--- begin INFORMATION PROVIDED ---
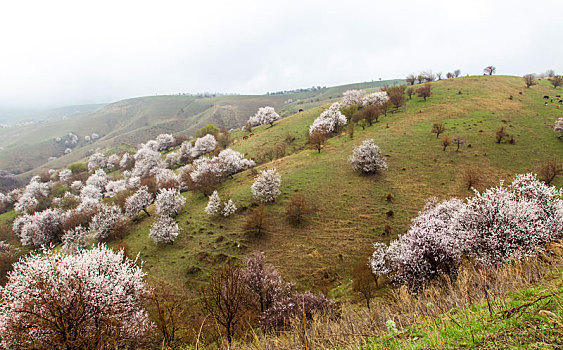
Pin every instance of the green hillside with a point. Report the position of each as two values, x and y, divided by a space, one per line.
25 149
350 209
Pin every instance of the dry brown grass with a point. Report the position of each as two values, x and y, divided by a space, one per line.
472 285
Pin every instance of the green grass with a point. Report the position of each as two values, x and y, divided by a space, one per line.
350 207
526 319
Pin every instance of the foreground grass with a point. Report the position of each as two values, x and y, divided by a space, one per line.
350 209
529 318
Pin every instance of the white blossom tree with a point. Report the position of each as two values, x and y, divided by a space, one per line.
559 126
127 161
351 97
204 145
231 162
146 159
214 204
375 98
140 200
39 229
93 299
169 202
229 208
76 239
65 175
96 161
165 142
367 158
165 230
114 187
264 115
329 120
113 162
266 186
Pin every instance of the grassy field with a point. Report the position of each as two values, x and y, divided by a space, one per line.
350 209
26 149
527 319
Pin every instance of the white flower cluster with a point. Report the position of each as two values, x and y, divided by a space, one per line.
101 288
367 158
351 97
169 202
215 207
165 230
266 186
375 98
264 115
329 120
140 200
492 227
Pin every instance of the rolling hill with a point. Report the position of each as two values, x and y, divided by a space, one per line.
351 212
25 149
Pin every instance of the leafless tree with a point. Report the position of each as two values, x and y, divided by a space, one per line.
529 80
549 170
226 298
490 70
424 91
438 128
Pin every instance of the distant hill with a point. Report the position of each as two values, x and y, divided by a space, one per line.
26 149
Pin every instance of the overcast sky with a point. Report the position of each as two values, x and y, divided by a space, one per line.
56 53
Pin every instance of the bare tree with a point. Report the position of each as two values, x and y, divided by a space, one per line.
410 92
471 177
458 141
363 282
490 70
529 80
317 139
227 298
396 95
501 134
557 81
411 79
424 91
438 128
446 141
549 170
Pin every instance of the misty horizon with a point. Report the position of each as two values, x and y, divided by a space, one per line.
64 53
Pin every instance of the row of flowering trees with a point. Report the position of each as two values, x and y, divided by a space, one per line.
499 224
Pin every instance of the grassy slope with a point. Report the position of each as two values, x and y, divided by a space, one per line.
350 207
535 323
27 148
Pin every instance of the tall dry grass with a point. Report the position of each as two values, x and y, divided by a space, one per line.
354 324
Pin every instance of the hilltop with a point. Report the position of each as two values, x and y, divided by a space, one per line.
26 149
351 212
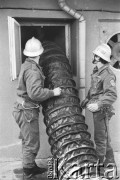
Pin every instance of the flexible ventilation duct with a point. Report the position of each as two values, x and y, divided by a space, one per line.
70 142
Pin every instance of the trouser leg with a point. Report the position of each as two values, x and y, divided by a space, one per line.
27 120
100 136
30 142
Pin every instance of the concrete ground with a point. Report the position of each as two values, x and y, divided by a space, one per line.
12 170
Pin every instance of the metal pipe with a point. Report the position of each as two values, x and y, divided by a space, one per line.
62 4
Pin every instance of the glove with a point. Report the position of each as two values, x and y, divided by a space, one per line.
83 103
57 91
93 107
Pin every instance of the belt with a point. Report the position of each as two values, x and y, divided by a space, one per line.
27 104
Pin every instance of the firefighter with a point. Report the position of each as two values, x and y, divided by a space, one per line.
30 94
101 95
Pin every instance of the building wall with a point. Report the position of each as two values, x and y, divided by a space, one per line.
9 131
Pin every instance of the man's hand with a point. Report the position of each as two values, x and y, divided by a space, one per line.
93 107
84 103
57 91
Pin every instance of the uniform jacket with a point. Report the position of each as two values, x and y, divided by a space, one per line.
103 87
31 82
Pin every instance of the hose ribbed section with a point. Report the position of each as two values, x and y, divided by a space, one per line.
70 142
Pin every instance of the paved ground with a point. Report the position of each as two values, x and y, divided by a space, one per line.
12 170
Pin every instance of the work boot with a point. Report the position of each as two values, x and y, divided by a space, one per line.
28 174
37 170
101 168
109 158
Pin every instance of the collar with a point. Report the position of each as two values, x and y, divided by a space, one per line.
33 62
103 68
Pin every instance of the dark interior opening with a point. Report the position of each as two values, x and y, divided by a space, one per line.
46 33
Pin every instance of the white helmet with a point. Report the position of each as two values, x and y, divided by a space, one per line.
33 47
103 51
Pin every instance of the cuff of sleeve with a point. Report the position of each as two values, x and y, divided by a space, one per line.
99 104
51 94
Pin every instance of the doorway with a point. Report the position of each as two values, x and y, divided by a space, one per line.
52 33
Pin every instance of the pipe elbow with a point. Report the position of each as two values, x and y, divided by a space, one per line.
62 4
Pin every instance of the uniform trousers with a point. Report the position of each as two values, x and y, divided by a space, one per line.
101 134
27 120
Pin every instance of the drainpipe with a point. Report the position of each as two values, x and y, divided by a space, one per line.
81 45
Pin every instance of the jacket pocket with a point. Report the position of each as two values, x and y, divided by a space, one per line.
17 114
30 114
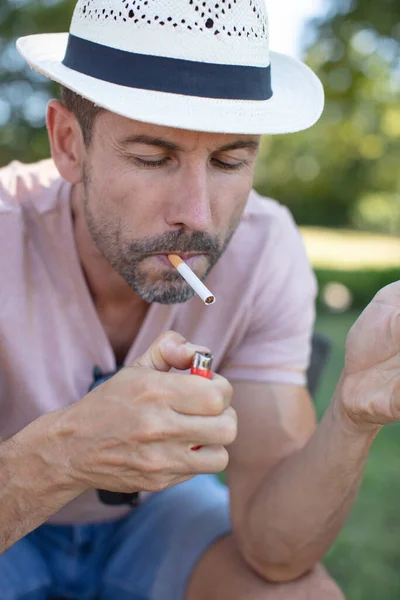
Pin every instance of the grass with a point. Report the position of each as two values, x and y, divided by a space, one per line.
365 558
348 250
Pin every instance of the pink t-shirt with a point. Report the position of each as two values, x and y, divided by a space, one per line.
51 336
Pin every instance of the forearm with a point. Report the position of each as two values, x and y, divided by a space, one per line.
298 510
33 481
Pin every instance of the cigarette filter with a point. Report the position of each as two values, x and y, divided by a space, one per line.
192 279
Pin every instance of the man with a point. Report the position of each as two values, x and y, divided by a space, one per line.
153 152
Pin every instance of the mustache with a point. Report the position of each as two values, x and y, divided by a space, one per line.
177 241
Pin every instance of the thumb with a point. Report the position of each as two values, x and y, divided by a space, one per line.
170 350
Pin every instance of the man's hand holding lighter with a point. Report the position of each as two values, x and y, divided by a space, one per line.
137 430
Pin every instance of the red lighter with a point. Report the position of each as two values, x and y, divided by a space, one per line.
202 364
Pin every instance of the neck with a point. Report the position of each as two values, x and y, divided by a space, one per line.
106 286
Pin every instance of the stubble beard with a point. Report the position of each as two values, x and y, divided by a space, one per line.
126 258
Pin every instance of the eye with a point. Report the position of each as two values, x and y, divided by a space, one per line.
150 164
228 166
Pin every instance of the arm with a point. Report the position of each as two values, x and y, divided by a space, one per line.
133 432
33 481
292 484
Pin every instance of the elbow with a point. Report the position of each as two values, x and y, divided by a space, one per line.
277 572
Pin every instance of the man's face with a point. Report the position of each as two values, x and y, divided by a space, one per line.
150 191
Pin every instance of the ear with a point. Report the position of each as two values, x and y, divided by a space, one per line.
66 141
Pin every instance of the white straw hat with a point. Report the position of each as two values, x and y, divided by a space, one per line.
192 64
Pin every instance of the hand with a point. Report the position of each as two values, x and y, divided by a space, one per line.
370 385
136 430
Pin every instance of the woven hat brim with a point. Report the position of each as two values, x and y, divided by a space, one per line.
297 102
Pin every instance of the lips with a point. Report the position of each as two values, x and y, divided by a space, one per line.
188 258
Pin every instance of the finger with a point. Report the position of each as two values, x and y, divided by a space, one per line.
221 430
190 395
209 459
169 350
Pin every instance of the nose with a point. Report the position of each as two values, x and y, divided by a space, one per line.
189 205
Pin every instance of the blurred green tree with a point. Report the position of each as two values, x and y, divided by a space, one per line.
345 171
24 93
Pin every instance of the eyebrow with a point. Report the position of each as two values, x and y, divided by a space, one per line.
168 145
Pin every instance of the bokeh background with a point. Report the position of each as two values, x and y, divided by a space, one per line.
341 179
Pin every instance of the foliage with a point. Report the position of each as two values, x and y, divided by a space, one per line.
343 171
363 284
24 93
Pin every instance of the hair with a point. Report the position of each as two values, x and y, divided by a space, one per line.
85 111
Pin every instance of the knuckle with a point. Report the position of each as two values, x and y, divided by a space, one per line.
230 430
216 405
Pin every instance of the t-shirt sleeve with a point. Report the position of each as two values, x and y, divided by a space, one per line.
276 346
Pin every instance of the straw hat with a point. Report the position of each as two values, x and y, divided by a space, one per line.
192 64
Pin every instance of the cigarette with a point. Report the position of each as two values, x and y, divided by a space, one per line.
192 279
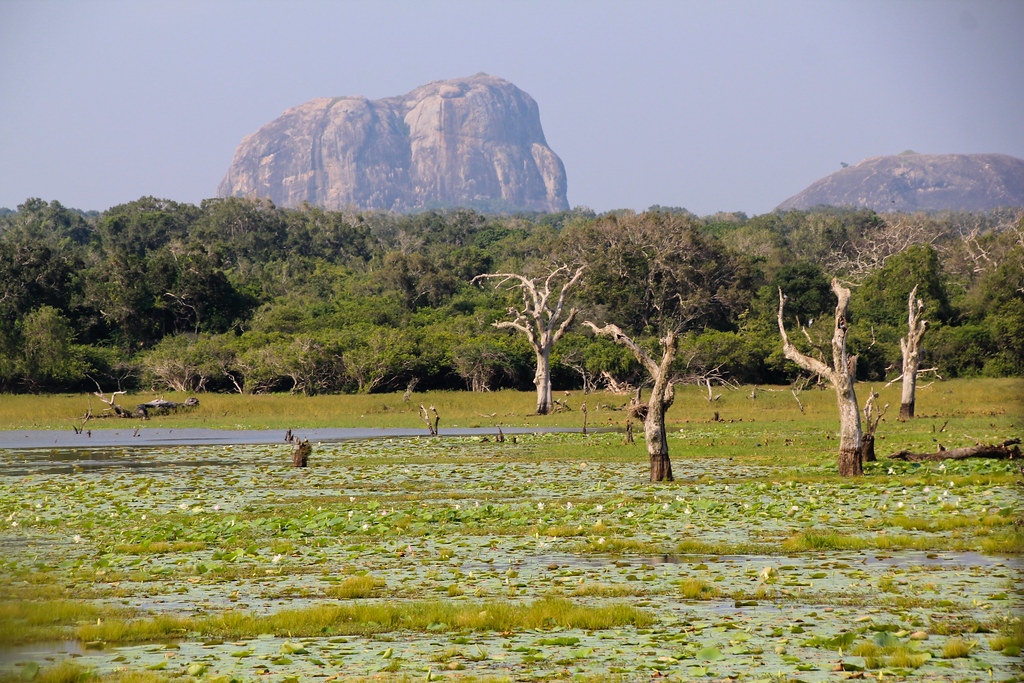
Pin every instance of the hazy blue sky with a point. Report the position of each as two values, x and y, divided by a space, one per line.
712 105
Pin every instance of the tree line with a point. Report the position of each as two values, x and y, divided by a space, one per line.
240 295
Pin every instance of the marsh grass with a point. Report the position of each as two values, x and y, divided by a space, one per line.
366 619
159 547
355 587
27 621
600 590
697 589
70 672
957 647
1010 638
818 541
974 401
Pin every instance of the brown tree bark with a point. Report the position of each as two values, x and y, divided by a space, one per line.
910 349
871 419
662 396
539 319
300 457
1006 451
840 375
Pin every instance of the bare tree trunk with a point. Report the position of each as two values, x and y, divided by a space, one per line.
662 396
910 347
539 319
542 380
871 419
840 375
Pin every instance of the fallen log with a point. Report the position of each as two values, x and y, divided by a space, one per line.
1006 451
162 406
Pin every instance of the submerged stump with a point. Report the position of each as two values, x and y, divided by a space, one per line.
300 457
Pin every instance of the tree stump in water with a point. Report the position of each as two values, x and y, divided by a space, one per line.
300 457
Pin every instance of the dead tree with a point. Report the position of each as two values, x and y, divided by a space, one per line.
112 403
425 417
840 375
300 457
540 319
910 348
662 395
1006 451
871 419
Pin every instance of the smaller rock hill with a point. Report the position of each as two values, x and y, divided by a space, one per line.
910 182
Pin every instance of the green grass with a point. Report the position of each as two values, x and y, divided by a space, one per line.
977 402
372 619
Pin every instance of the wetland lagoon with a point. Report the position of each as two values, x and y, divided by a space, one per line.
459 557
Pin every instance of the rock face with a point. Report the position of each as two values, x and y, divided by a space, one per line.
472 142
910 182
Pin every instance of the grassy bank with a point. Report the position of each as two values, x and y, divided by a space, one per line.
996 398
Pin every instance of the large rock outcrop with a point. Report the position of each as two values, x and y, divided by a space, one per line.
910 182
472 141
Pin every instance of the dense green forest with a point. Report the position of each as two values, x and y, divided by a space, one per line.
237 295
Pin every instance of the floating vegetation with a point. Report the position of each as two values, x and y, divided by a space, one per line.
554 557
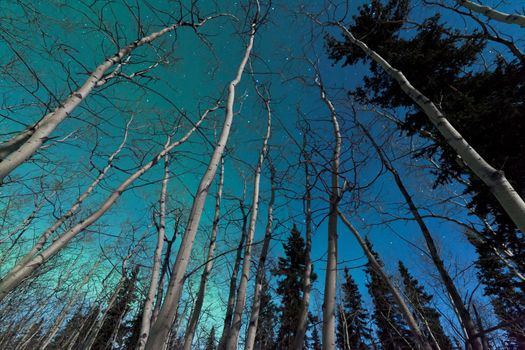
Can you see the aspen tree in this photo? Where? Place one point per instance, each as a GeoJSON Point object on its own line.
{"type": "Point", "coordinates": [496, 181]}
{"type": "Point", "coordinates": [24, 145]}
{"type": "Point", "coordinates": [233, 336]}
{"type": "Point", "coordinates": [492, 13]}
{"type": "Point", "coordinates": [197, 308]}
{"type": "Point", "coordinates": [420, 340]}
{"type": "Point", "coordinates": [155, 270]}
{"type": "Point", "coordinates": [161, 328]}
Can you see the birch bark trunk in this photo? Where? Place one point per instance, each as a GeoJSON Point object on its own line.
{"type": "Point", "coordinates": [420, 339]}
{"type": "Point", "coordinates": [457, 301]}
{"type": "Point", "coordinates": [331, 262]}
{"type": "Point", "coordinates": [195, 315]}
{"type": "Point", "coordinates": [307, 284]}
{"type": "Point", "coordinates": [493, 14]}
{"type": "Point", "coordinates": [256, 306]}
{"type": "Point", "coordinates": [496, 181]}
{"type": "Point", "coordinates": [21, 147]}
{"type": "Point", "coordinates": [19, 273]}
{"type": "Point", "coordinates": [233, 337]}
{"type": "Point", "coordinates": [161, 328]}
{"type": "Point", "coordinates": [154, 280]}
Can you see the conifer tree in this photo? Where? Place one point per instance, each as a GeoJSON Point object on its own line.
{"type": "Point", "coordinates": [352, 327]}
{"type": "Point", "coordinates": [392, 330]}
{"type": "Point", "coordinates": [486, 105]}
{"type": "Point", "coordinates": [211, 343]}
{"type": "Point", "coordinates": [265, 335]}
{"type": "Point", "coordinates": [290, 271]}
{"type": "Point", "coordinates": [423, 311]}
{"type": "Point", "coordinates": [112, 328]}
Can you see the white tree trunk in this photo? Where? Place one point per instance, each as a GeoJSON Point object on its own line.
{"type": "Point", "coordinates": [16, 276]}
{"type": "Point", "coordinates": [195, 315]}
{"type": "Point", "coordinates": [161, 328]}
{"type": "Point", "coordinates": [233, 282]}
{"type": "Point", "coordinates": [457, 301]}
{"type": "Point", "coordinates": [420, 339]}
{"type": "Point", "coordinates": [331, 262]}
{"type": "Point", "coordinates": [493, 14]}
{"type": "Point", "coordinates": [302, 323]}
{"type": "Point", "coordinates": [20, 148]}
{"type": "Point", "coordinates": [261, 270]}
{"type": "Point", "coordinates": [155, 270]}
{"type": "Point", "coordinates": [74, 208]}
{"type": "Point", "coordinates": [509, 199]}
{"type": "Point", "coordinates": [233, 336]}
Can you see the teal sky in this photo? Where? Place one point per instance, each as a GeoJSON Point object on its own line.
{"type": "Point", "coordinates": [193, 74]}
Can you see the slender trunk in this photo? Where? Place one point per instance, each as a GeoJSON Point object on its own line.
{"type": "Point", "coordinates": [163, 273]}
{"type": "Point", "coordinates": [420, 339]}
{"type": "Point", "coordinates": [195, 315]}
{"type": "Point", "coordinates": [161, 328]}
{"type": "Point", "coordinates": [74, 208]}
{"type": "Point", "coordinates": [302, 323]}
{"type": "Point", "coordinates": [16, 276]}
{"type": "Point", "coordinates": [21, 147]}
{"type": "Point", "coordinates": [233, 337]}
{"type": "Point", "coordinates": [148, 303]}
{"type": "Point", "coordinates": [233, 283]}
{"type": "Point", "coordinates": [331, 262]}
{"type": "Point", "coordinates": [261, 270]}
{"type": "Point", "coordinates": [496, 181]}
{"type": "Point", "coordinates": [63, 314]}
{"type": "Point", "coordinates": [462, 311]}
{"type": "Point", "coordinates": [493, 14]}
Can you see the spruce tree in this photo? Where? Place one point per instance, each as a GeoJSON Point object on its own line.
{"type": "Point", "coordinates": [290, 273]}
{"type": "Point", "coordinates": [427, 316]}
{"type": "Point", "coordinates": [391, 328]}
{"type": "Point", "coordinates": [352, 327]}
{"type": "Point", "coordinates": [112, 330]}
{"type": "Point", "coordinates": [485, 104]}
{"type": "Point", "coordinates": [265, 335]}
{"type": "Point", "coordinates": [211, 343]}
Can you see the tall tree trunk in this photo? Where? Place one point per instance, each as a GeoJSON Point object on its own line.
{"type": "Point", "coordinates": [331, 262]}
{"type": "Point", "coordinates": [233, 281]}
{"type": "Point", "coordinates": [457, 301]}
{"type": "Point", "coordinates": [195, 315]}
{"type": "Point", "coordinates": [148, 303]}
{"type": "Point", "coordinates": [161, 328]}
{"type": "Point", "coordinates": [509, 18]}
{"type": "Point", "coordinates": [261, 270]}
{"type": "Point", "coordinates": [19, 273]}
{"type": "Point", "coordinates": [307, 283]}
{"type": "Point", "coordinates": [421, 341]}
{"type": "Point", "coordinates": [22, 146]}
{"type": "Point", "coordinates": [163, 273]}
{"type": "Point", "coordinates": [496, 181]}
{"type": "Point", "coordinates": [233, 337]}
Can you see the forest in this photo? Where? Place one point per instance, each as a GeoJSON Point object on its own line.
{"type": "Point", "coordinates": [262, 174]}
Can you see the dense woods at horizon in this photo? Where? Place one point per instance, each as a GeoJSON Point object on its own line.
{"type": "Point", "coordinates": [262, 175]}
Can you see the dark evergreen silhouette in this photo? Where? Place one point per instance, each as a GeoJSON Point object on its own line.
{"type": "Point", "coordinates": [113, 330]}
{"type": "Point", "coordinates": [353, 332]}
{"type": "Point", "coordinates": [290, 273]}
{"type": "Point", "coordinates": [265, 337]}
{"type": "Point", "coordinates": [211, 343]}
{"type": "Point", "coordinates": [485, 104]}
{"type": "Point", "coordinates": [427, 316]}
{"type": "Point", "coordinates": [392, 331]}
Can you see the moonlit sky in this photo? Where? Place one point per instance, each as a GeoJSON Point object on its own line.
{"type": "Point", "coordinates": [192, 77]}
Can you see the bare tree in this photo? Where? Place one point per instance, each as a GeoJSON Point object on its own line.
{"type": "Point", "coordinates": [167, 314]}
--- end INFORMATION PROVIDED ---
Set down, word for word, only the lines running from the line with "Can you see the moonlit" to the last line of the listing above. Both of those lines belong in your answer.

Can you see the moonlit sky in this photo? Where? Place one point per instance, each as a GeoJSON Point object on its own line.
{"type": "Point", "coordinates": [192, 77]}
Can you see the bare tree in this photo? Where? Place one point per instance, each as a GeoJSON Point object on its own line.
{"type": "Point", "coordinates": [167, 314]}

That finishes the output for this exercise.